WORK TO BE COMPLETED: Convert the material below into a JSON list of strings with one string per line, covering all of it and omitting blank lines. Leave the pictures out.

PROVIDED MATERIAL:

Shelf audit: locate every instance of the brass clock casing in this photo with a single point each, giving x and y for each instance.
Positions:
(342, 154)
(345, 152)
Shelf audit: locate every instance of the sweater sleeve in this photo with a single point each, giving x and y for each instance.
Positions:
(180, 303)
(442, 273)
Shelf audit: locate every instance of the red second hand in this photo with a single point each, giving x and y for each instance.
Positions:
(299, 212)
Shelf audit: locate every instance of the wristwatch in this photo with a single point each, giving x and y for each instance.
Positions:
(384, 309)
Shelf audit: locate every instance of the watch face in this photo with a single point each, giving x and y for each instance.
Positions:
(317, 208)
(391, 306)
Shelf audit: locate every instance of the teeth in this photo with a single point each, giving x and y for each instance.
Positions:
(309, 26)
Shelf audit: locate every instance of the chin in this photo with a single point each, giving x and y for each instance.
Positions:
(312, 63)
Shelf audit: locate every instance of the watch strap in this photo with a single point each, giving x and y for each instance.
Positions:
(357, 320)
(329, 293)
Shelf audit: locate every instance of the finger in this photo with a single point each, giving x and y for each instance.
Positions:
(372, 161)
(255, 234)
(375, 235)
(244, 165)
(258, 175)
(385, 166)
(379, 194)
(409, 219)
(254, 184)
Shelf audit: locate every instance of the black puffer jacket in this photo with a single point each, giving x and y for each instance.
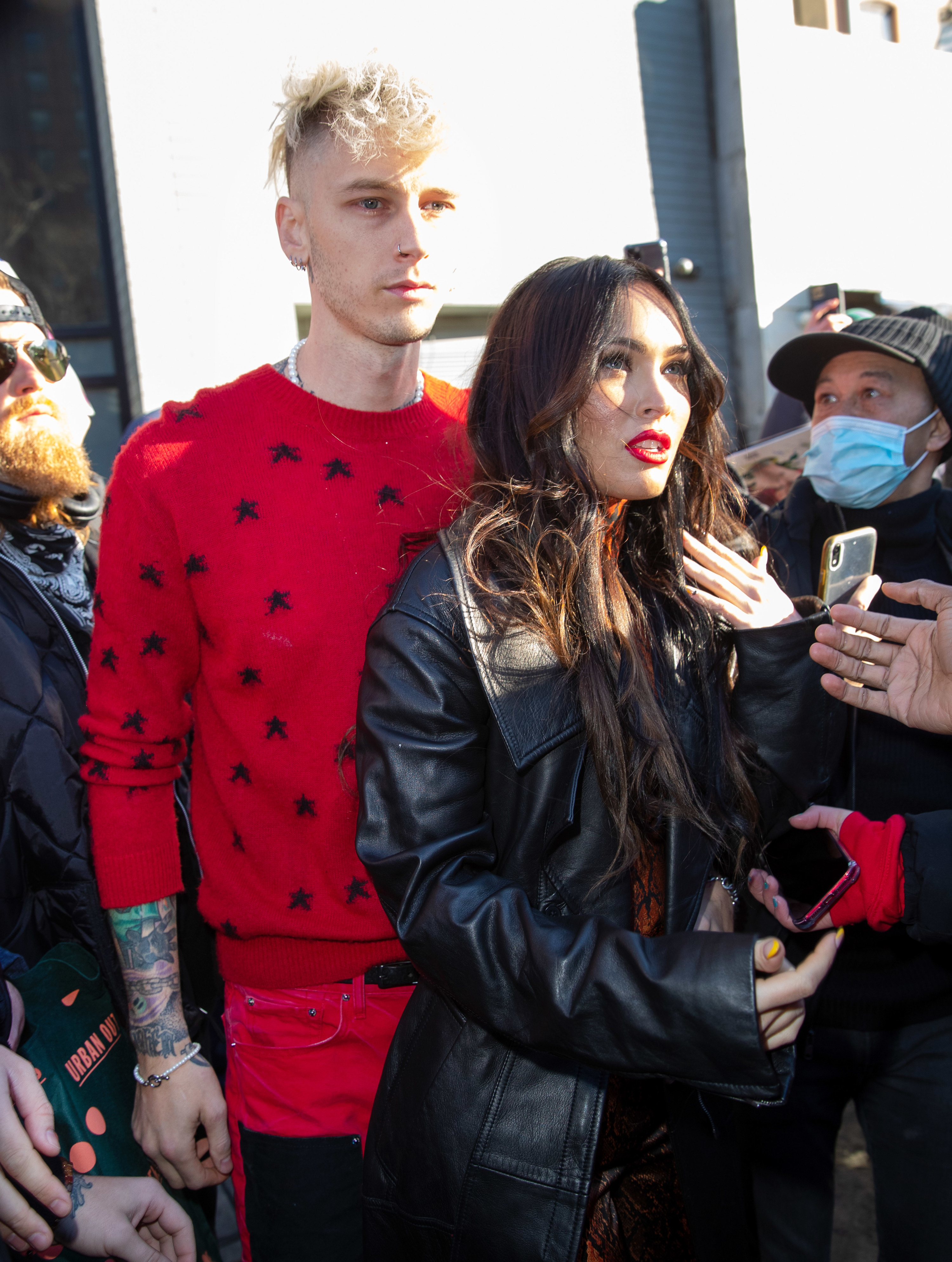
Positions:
(486, 836)
(48, 893)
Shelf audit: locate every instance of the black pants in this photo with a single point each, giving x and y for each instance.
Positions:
(902, 1085)
(303, 1197)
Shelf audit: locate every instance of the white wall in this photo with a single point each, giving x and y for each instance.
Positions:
(548, 97)
(847, 158)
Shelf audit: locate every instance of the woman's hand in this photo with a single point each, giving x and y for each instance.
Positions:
(780, 998)
(767, 889)
(746, 595)
(908, 673)
(134, 1219)
(717, 915)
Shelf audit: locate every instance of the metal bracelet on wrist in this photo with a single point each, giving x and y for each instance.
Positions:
(158, 1079)
(732, 890)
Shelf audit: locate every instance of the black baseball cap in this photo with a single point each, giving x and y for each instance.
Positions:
(920, 336)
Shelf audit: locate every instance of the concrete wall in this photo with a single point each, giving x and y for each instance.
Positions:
(847, 161)
(548, 105)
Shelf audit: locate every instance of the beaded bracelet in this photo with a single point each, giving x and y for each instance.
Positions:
(732, 890)
(158, 1079)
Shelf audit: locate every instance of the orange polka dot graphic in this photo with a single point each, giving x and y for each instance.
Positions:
(83, 1157)
(95, 1122)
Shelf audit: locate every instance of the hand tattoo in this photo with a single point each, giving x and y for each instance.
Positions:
(67, 1228)
(147, 939)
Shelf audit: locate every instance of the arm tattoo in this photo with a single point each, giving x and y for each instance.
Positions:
(147, 939)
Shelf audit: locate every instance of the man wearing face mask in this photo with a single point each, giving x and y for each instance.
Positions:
(881, 1032)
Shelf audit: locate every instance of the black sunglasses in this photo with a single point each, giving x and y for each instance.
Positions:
(50, 356)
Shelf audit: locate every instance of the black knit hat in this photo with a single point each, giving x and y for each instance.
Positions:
(920, 336)
(32, 316)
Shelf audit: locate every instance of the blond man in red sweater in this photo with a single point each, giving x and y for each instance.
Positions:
(250, 538)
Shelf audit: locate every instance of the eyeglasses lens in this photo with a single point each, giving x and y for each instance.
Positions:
(8, 359)
(51, 357)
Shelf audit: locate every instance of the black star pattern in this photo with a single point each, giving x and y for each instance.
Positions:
(283, 452)
(357, 889)
(187, 412)
(246, 509)
(389, 495)
(278, 601)
(154, 643)
(196, 566)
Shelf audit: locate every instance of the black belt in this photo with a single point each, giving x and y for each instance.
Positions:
(387, 976)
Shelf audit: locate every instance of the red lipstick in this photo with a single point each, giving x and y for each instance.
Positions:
(650, 447)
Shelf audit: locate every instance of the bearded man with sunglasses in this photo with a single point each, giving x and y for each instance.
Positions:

REPLY:
[
  "Shelf audit: locate every instance of the brass clock casing in this photo with a single point each, giving x and y for each instance.",
  "Positions:",
  "(342, 154)",
  "(345, 152)",
  "Shelf audit: locate every instance of the sweater sleeve in this photo with a single point each, giving x and y for each instance.",
  "Positions:",
  "(180, 303)",
  "(442, 273)",
  "Shelf audit: locate every instance of the red second hand in this photo with a single point each, giving x and y for each instance.",
  "Positions:",
  "(299, 212)",
  "Shelf audit: locate every instance of the wristwatch in this photo with a single point each, giving x and y for each instance.",
  "Positions:",
  "(384, 309)",
  "Shelf audit: locate every instance of the watch face in this photo with a single point each, giving x and y for each instance.",
  "Positions:",
  "(317, 208)",
  "(391, 306)",
  "Shelf audit: locate every instance of the teeth in this photo with a single point each, giving x and y for each instance.",
  "Positions:",
  "(309, 26)",
  "Shelf audit: locate every instance of the chin in this photo with a single point each, giving x and y for each instance.",
  "Positions:",
  "(312, 63)",
  "Shelf audit: locate every instance of the watch strap in this photo with a single point each, giving x and y for each instance.",
  "Positions:",
  "(357, 320)",
  "(329, 293)",
  "Shelf audit: locate every instance of the finger in this photo with a single point each, giving x and y for each instance.",
  "Positions:",
  "(372, 161)",
  "(255, 234)",
  "(375, 235)",
  "(244, 165)",
  "(258, 175)",
  "(385, 166)",
  "(379, 194)",
  "(409, 219)",
  "(254, 184)",
  "Shelf audit: locate every instance of the black puffer jacket in this photo with a single point each, giving x and y for each instance.",
  "Positions:",
  "(486, 836)",
  "(48, 893)",
  "Shelf audit: locate every instance of the black pants in this photo with a single point each, giving x and y for each instance.",
  "Positions:",
  "(902, 1085)",
  "(303, 1197)",
  "Shelf audit: locate every instance of the white wall in this photo with a single point each, giving x and y for each instance.",
  "Positions:",
  "(548, 97)",
  "(847, 158)",
  "Shelf audit: locate every instance of the woman's hand in this photo with a single point each, giving x and y for each instance.",
  "Positions:",
  "(780, 998)",
  "(767, 889)",
  "(746, 595)",
  "(908, 673)",
  "(134, 1219)",
  "(717, 915)",
  "Shelf audit: locate every instance of the metal bracelet on wrist in this photo with a single point each, giving x and y for each instance.",
  "Positions:",
  "(158, 1079)",
  "(732, 890)",
  "Shelf audit: locate every instance of the black baseball cap in this photo with a single point each, giving x and y for each instance.",
  "Positions:",
  "(920, 336)",
  "Shelf audit: locate every instance of the concrete wall in this photo with a single point each, giving x and y for each instance.",
  "Positions:",
  "(847, 161)",
  "(548, 105)",
  "Shelf audit: locate every instance of the beaded bracelet in this photo with a single point each, giving x and y for each instance.",
  "Positions:",
  "(732, 890)",
  "(158, 1079)",
  "Shelf audit: locate every instance of the orange polka dot graphic in this photo with a single point each, giving x and y for each instance.",
  "Positions:",
  "(83, 1157)",
  "(95, 1122)",
  "Shelf audit: locate every instance of the hand tattoo in this photo with a single point each, giving x and y for each instance.",
  "Positions:",
  "(67, 1228)",
  "(147, 939)",
  "Shelf audit: locate every instance of the arm tattoo in this photo with a single point each, giving x and y for each instance.",
  "Positions:",
  "(147, 939)",
  "Shelf audit: locate every instance of the man wearing face mask in this photo with a single point each, giving x and y for each instance.",
  "Positions:",
  "(881, 1032)",
  "Shelf audit: locate every instance of the black sunglasses in this photo with a single point each, giving x and y for each instance.",
  "Positions:",
  "(50, 356)",
  "Shelf audit: locate every instance of the black knit hat in this photo with a single point each, giving x and y for each instance.",
  "Positions:",
  "(920, 336)",
  "(32, 316)",
  "Shelf audit: locate every instance of the blond man in red sweater in this photo with a single point each, giving x and y for each instance.",
  "Positions:",
  "(250, 538)",
  "Shelf audit: locate every instance of the eyeglasses lens in this photo with a single point each, giving x and y for each instance.",
  "Positions:",
  "(8, 359)",
  "(51, 357)",
  "Shelf audit: locate every instance of the black star pattern in this photo with a single point each, giving x and y for each instance.",
  "Positions:",
  "(283, 452)",
  "(357, 889)",
  "(187, 412)",
  "(246, 509)",
  "(389, 495)",
  "(278, 601)",
  "(154, 643)",
  "(196, 566)",
  "Shelf audit: locate every instance of the black belt in this photo with a single point each, giving x and y for each instance.",
  "Positions:",
  "(387, 976)",
  "Shelf audit: locate every instance of the red lipstick in this photo with a single point each, giving x and y for each instance.",
  "Positions:",
  "(650, 447)",
  "Shelf audit: locate every instance of the bearded man with sunglasses in this photo with a single point each, giving x and y for each instance.",
  "Positions:"
]